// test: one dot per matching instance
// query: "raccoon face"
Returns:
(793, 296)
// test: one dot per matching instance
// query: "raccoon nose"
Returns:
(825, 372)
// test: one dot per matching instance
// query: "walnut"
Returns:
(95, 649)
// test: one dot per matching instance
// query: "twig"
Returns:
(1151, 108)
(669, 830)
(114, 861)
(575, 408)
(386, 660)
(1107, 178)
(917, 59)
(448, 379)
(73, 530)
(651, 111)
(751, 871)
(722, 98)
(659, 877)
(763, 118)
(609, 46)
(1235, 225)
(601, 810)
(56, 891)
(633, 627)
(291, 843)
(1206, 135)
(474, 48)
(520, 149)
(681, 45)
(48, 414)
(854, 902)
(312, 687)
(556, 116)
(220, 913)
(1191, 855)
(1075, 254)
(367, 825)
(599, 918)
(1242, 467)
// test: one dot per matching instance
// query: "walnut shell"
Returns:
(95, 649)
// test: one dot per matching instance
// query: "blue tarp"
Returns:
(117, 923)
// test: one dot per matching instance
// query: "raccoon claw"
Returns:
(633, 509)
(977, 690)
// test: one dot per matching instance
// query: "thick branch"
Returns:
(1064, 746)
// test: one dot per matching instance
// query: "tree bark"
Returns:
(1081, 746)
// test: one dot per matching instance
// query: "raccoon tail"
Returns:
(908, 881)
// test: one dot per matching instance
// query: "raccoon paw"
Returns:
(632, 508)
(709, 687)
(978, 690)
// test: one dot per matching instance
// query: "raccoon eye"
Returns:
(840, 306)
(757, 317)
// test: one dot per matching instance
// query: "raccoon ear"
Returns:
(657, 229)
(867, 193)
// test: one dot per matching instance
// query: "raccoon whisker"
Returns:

++++

• **Exercise brief**
Copy every line above word for word, keeping the original order and punctuation.

• **Correct result**
// test: one dot per matching instance
// query: "raccoon face"
Returns:
(793, 296)
// test: one dot per matching instance
// query: "raccoon nose"
Returns:
(825, 372)
// test: one dot per matching instance
// query: "walnut"
Returns:
(95, 649)
// test: one dot per matching instance
// query: "twig"
Returns:
(1151, 108)
(669, 830)
(114, 861)
(575, 408)
(386, 660)
(1107, 178)
(917, 59)
(448, 379)
(73, 530)
(651, 111)
(751, 871)
(722, 98)
(659, 877)
(763, 118)
(609, 46)
(1235, 225)
(601, 810)
(56, 891)
(633, 627)
(291, 843)
(1206, 135)
(474, 48)
(520, 149)
(681, 45)
(48, 414)
(854, 902)
(312, 687)
(556, 116)
(220, 913)
(1191, 855)
(1075, 254)
(367, 825)
(599, 918)
(1242, 467)
// test: one dot per matching instance
// query: "walnut shell"
Returns:
(95, 649)
// test: one dot per matching instance
// query: "blue tarp"
Returns:
(117, 923)
// test: one dot per matching instance
// query: "raccoon claw"
Returns:
(633, 509)
(977, 690)
// test: one dot per matching instance
// query: "thick branch"
Returns:
(1064, 746)
// test: one dot per matching instance
// query: "tree bark"
Returns:
(1081, 746)
// test: one dot per matching instance
// query: "raccoon tail"
Returns:
(908, 881)
// test: one dot per matching instance
// query: "raccoon paw"
Returns:
(632, 508)
(709, 687)
(978, 690)
// test: one dot per matching instance
// query: "raccoon eye"
Returns:
(840, 306)
(757, 317)
// test: one dot per matching instance
// query: "raccoon ear"
Returns:
(657, 229)
(867, 193)
// test: one dot per matching instance
// query: "raccoon whisker"
Returns:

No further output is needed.